Please look in the modules/ folder for relevant pieces of code.
Other potential future directions (that I wish I had the time for), taking inspiration from the general machine learning communities.
Dr. Das, I think someone should pursue the idea of treating sequences as shapes (like a triangle) rather than anything else really interesting. I wish I could've properly pursued this idea further.
- Dr. Stewart brought up the idea of using hundreds of surrogate models since smaller models can be in principle faster to train, and much faster to evaluate than the original model. Funnily enough, someone's attempted this with partial differential equations here (even if our problem is different because we are tackling stochastic models rather than deterministic).
Papers from related fields that attempt to do something similar to what we're doing, but I haven't had the time to read thoroughly and truly understand the major ideas (and why they might work and not work for our case).
- Synthetic Data Generation for Molecular Time-Series Data
- Using CNNs for Surrogate Modeling for Connectivity Prediction for Work Layouts
- GNN Surrogates for Unstructured Ocean Simulations <- Understanding this might be key to improving our spatial surrogate models.

- _TASKS TO CARRY OUT_
• 1. Please answer these questions from the surrogate modeling notes:
(a) Which folder holds the relevant pieces of code?
(b) Who suggested using hundreds of surrogate models?
(c) Which listed paper might be key to improving the spatial surrogate models?
• 2. Write the next part of the surrogate modeling notes, starting after the last listed paper.

- _STORED DATA_

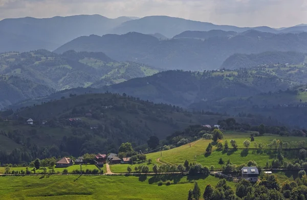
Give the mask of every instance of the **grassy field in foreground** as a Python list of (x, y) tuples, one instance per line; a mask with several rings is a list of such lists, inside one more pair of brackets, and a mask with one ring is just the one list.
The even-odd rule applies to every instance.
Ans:
[[(215, 186), (212, 176), (171, 177), (172, 184), (158, 186), (155, 176), (51, 175), (0, 177), (0, 196), (4, 199), (186, 199), (196, 180), (204, 192)], [(176, 183), (176, 184), (173, 184)], [(234, 189), (234, 183), (227, 182)]]
[(149, 168), (149, 171), (152, 171), (152, 167), (154, 167), (154, 164), (148, 164), (147, 162), (144, 162), (141, 164), (136, 164), (134, 165), (130, 165), (128, 164), (117, 164), (116, 165), (109, 165), (110, 169), (113, 173), (125, 173), (127, 172), (127, 167), (130, 166), (132, 169), (131, 173), (136, 172), (135, 167), (138, 167), (140, 165), (146, 165)]
[[(10, 168), (10, 170), (11, 171), (14, 170), (14, 171), (21, 171), (21, 170), (26, 171), (27, 167), (11, 167)], [(30, 171), (31, 171), (32, 173), (33, 173), (33, 167), (29, 167), (28, 169)], [(50, 169), (49, 167), (47, 167), (47, 172), (49, 172), (49, 170), (50, 170), (51, 169)], [(68, 171), (69, 173), (71, 173), (73, 170), (75, 170), (75, 169), (78, 169), (80, 170), (80, 165), (73, 165), (73, 166), (69, 166), (68, 167), (66, 167), (66, 168), (54, 168), (54, 171), (55, 172), (55, 173), (57, 173), (58, 171), (60, 173), (62, 173), (63, 172), (63, 170), (64, 170), (64, 169), (67, 169), (67, 170)], [(83, 165), (82, 166), (82, 170), (85, 171), (86, 170), (86, 169), (90, 169), (91, 170), (93, 170), (94, 169), (98, 169), (97, 167), (94, 165)], [(5, 167), (0, 167), (0, 173), (4, 173), (4, 172), (5, 171)], [(41, 173), (42, 172), (43, 170), (42, 170), (42, 168), (40, 167), (39, 169), (36, 169), (36, 173)], [(106, 171), (106, 169), (105, 170), (105, 171)]]

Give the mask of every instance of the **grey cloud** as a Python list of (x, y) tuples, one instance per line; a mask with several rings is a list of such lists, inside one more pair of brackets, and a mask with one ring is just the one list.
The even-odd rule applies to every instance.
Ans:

- _EXERCISE RESPONSES_
• 1.
(a) The modules/ folder.
(b) Dr. Stewart.
(c) GNN Surrogates for Unstructured Ocean Simulations.

• 2.
- Review of Surrogate Models and Their Application to Groundwater Modeling
- A review on design of experiments and surrogate models in aircraft real-time and many-query aerodynamic analyses
Since it is now the era of fine-tuning and "pre-training" in the NLP and vision fields, it's interesting that it hasn't heavily spread into the domain of scientific machine learning. There could be various reasons for this, but ultimately, if one could in principle take a pre-trained surrogate model and fine-tune it to properly surrogate another related mechanistic model, one could in principle speed up training by 100x. If we could get a useful surrogate model off the ground, this would be a solid research direction. It's interesting to note that people are already attempting to do this for deterministic mechanistic models as seen with the physics-inspired neural networks community.
I've tried this with no luck in actually getting some of their packages to run, and I figured at the time, it wasn't worth further exploring. But, if you can simply blackbox the training approach, and it works, I don't see why not giving it a shot.
Thank you Dr. Stewart, Dr. Jay, and Dr. Das for basically acting as 3 senior research mentors to essentially just an undergrad. I recognize how lucky I am to have been able to take up the valuable time. I think it's funny that I didn't realize until I had Darren point it out to me, that I basically had the firepower of 3 PI's giving me advice on my one project. I think I would've been much more lost had I not had this level of support that has shaped my thinking in this amazing world of open research.
Thank you Darren and Giuseppe, the awesome PhD students within the lab, for giving me advice, shaping my belief and desire to do a PhD, and honestly just providing company on the days I came into the office. It's often nice to have people who are willing to listen your research woes and talk about stuff outside of research.
Thank you Mahesh for being my walk-home buddy as well as also providing valuable advice and insights in aiding with my research. I hope you figure out the nuances of neural turing machines. Funnily enough, I read somewhere, they might be part of the next steps towards general ai.
Thank you Indrani, Debanghana, and everyone else in the Das lab (that I might've forgotten about) for helping me understand their research and taking the time to explain it to a dummy like me.